_EXTRACT TO READ:_
╭──
This chaos does not end at the curb (as if they wouldn’t hesitate to drive on the sidewalk if they could make a lane of it). In India and Pakistan, they don’t think twice about paying bribes or buying black market goods. When they return to their homes in America, they resume their law abiding ways.

It is not a matter of law enforcement. These countries have their own police agencies and India in particular has an excellent legal system. But no country has enough cops to force their masses to comply with the laws if the majority of the people choose not to obey them. Numerous totalitarian societies have tried and they have all failed.

America is great because of her people’s longstanding tradition of civil obedience, meaning most of the people voluntarily comply with most of the laws most of the time. The Constitution would be nothing if its ideals were not embodied in the behavior of its citizens. Its power comes from the people, not the other way around. Because most Americans voluntarily comply with these rules for orderly society, our law enforcement is not overwhelmed and can concentrate on pursuing the sociopaths in our midst that want to be a law unto themselves.

Of course, mindless civil obedience in the face of unjust laws can yield atrocities such as slavery or The Holocaust. Thoreau, who said, “I cannot for an instant recognize as my government [that] which is the slave’s government also,” was right to encourage conscientious targeted acts of civil disobedience as a non-violent weapon to use against governmental tyranny. But as with exercising the people’s “revolutionary right [to use military arms] dismember or overthrow [a tyrannical government]” (Lincoln, First Inaugural Address), civil disobedience is fundamentally destructive to a society and therefore should never be used lightly.

Civil obedience reduces the risk for an entrepreneur to open a business and hire workers. Civil obedience stabilizes the currency by reducing theft. Civil obedience fosters scientific research, engineering, medical innovation, and art by protecting intellectual property rights.  Civil obedience even provides for a stable government that provides for the country’s common defense (i.e. there aren’t enough IRS agents to enforce all of the tax laws).
╰──
_EXCERPTED RECORDS:_
╭──
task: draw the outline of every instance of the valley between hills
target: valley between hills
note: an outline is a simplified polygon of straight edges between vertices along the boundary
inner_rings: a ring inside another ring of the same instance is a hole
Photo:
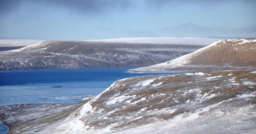
[[[77,104],[3,106],[0,115],[9,133],[255,133],[255,39],[220,41],[132,69],[197,71],[127,78]]]

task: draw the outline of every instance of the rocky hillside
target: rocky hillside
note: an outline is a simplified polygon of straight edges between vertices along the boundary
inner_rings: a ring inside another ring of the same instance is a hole
[[[104,41],[48,41],[0,53],[0,69],[146,66],[203,46]]]
[[[256,67],[256,39],[215,42],[169,61],[137,71],[249,69]]]
[[[255,133],[255,70],[209,71],[120,80],[67,112],[1,115],[11,133]]]

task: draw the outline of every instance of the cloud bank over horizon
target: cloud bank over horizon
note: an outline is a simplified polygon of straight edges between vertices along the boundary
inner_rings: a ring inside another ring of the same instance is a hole
[[[256,37],[252,0],[0,0],[0,37]]]

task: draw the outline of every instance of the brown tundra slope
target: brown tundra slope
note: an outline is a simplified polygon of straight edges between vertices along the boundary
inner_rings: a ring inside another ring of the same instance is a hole
[[[256,71],[132,77],[74,105],[34,107],[0,107],[9,133],[255,133]]]
[[[226,70],[256,68],[256,39],[215,42],[169,61],[133,71]]]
╰──
Rewrite the part of the text on civil obedience between "America is great" and "law unto themselves.", inclusive, with "sociopaths" changed to "lawbreakers".

America is great because of her people’s longstanding tradition of civil obedience, meaning most of the people voluntarily comply with most of the laws most of the time. The Constitution would be nothing if its ideals were not embodied in the behavior of its citizens. Its power comes from the people, not the other way around. Because most Americans voluntarily comply with these rules for orderly society, our law enforcement is not overwhelmed and can concentrate on pursuing the lawbreakers in our midst that want to be a law unto themselves.